**TASK GOAL:** Output the data below in full, byte for byte. Nothing may differ.

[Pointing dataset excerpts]

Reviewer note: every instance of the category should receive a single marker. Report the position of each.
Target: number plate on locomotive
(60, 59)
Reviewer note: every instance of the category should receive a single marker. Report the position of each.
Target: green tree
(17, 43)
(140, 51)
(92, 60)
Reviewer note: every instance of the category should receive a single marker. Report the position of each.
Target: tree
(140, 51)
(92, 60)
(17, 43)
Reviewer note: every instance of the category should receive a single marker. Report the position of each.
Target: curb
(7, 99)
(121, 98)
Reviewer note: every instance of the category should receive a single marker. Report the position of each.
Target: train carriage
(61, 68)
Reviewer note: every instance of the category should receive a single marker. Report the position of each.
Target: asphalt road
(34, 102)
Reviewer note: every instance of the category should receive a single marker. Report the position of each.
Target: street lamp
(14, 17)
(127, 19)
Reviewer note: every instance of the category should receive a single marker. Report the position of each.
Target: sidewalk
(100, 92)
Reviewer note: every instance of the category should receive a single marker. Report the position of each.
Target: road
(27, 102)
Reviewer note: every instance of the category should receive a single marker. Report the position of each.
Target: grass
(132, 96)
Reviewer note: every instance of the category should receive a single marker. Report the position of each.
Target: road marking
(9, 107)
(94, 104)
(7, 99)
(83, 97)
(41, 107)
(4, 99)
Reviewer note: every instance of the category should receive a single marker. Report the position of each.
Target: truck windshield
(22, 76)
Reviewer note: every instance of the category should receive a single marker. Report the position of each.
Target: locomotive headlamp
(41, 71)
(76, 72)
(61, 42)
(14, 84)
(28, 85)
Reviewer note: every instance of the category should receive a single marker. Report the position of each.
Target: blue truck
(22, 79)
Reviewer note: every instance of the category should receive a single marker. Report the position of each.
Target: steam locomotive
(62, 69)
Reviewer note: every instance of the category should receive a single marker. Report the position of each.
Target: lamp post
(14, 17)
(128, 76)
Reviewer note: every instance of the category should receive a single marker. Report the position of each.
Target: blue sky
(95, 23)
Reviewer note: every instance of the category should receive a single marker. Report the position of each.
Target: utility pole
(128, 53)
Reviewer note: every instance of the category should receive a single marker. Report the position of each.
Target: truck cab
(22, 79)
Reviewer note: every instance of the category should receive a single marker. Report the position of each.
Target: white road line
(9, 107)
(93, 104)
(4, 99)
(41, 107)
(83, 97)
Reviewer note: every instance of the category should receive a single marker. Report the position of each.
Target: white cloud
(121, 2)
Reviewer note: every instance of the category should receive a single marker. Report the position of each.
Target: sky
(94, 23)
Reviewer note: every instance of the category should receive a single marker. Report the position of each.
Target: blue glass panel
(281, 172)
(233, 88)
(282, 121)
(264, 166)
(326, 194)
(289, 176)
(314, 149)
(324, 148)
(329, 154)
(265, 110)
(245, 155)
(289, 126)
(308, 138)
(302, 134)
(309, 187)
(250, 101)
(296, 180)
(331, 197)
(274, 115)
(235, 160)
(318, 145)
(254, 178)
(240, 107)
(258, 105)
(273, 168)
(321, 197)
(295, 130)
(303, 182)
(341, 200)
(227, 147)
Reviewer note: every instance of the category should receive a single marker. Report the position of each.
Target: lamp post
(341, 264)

**SOLUTION TO THIS EXERCISE:**
Reviewer note: every instance of the category should receive a single marker. Report the position of each.
Target: number plate on locomotive
(60, 59)
Reviewer note: every instance of the category should receive a single marker. Report the position of each.
Target: green tree
(17, 43)
(140, 51)
(92, 60)
Reviewer note: every instance of the category should receive a single marker. Report the position of each.
Target: tree
(140, 51)
(92, 60)
(17, 43)
Reviewer note: every instance of the category should receive a single marker. Report the position of each.
Target: curb
(7, 99)
(121, 98)
Reviewer note: every instance of the category should receive a single marker. Report the position of each.
Target: train carriage
(61, 68)
Reviewer note: every instance of the category should receive a single marker. Report the position of each.
Target: asphalt road
(34, 102)
Reviewer note: every instance of the category should receive a single marker. Report the position of each.
Target: street lamp
(14, 17)
(127, 19)
Reviewer note: every instance of the category should receive a single marker. Report the position of each.
Target: sidewalk
(100, 92)
Reviewer note: every instance of the category should receive a single marker. Report the position of each.
Target: road
(27, 102)
Reviewer note: every instance of the category should receive a single marker. Report the position of each.
Target: grass
(132, 96)
Reviewer note: every instance of the category should receive a single marker. Report the position of each.
Target: road marking
(9, 107)
(94, 104)
(7, 99)
(83, 97)
(41, 107)
(4, 99)
Reviewer note: every instance of the category should receive a single marker. Report the position of each.
Target: truck windshield
(22, 76)
Reviewer note: every instance of the category should receive a single marker. Report the position of each.
Target: locomotive headlamp
(41, 71)
(76, 72)
(61, 42)
(14, 84)
(28, 85)
Reviewer note: every instance of the category should receive a single marker. Report the position of each.
Target: blue truck
(22, 79)
Reviewer note: every instance of the category should receive a single marker. Report the position of each.
Target: steam locomotive
(62, 69)
Reviewer note: every instance of the category should receive a single marker. Report the position of each.
Target: lamp post
(14, 17)
(128, 76)
Reviewer note: every instance of the category should receive a single marker. Report the position of each.
Target: blue sky
(95, 23)
Reviewer note: every instance of the category should receive a single marker. Report the position of each.
Target: utility pole
(128, 53)
Reviewer note: every instance of the category should receive a single marker. Report the position of each.
Target: truck cab
(22, 79)
Reviewer note: every instance of the category should receive a single marker. Report the position of each.
Target: white road line
(9, 107)
(93, 104)
(4, 99)
(41, 107)
(83, 97)
Reviewer note: every instance of the category should receive a single marker. Report the position of each.
Target: white cloud
(121, 2)
Reviewer note: every instance of the category should receive a single marker. Report the position of each.
Target: sky
(94, 23)
Reviewer note: every instance of the category should receive a single marker. Report the position of each.
Target: blue glass panel
(281, 172)
(233, 88)
(282, 121)
(264, 166)
(326, 194)
(289, 176)
(314, 149)
(324, 148)
(329, 154)
(265, 110)
(245, 155)
(289, 126)
(308, 138)
(302, 134)
(309, 187)
(250, 101)
(296, 180)
(331, 197)
(274, 115)
(235, 160)
(318, 145)
(254, 178)
(240, 107)
(258, 105)
(273, 168)
(321, 197)
(295, 130)
(303, 182)
(341, 200)
(227, 147)
Reviewer note: every instance of the category should receive a single marker. Report the position of each.
Target: lamp post
(341, 264)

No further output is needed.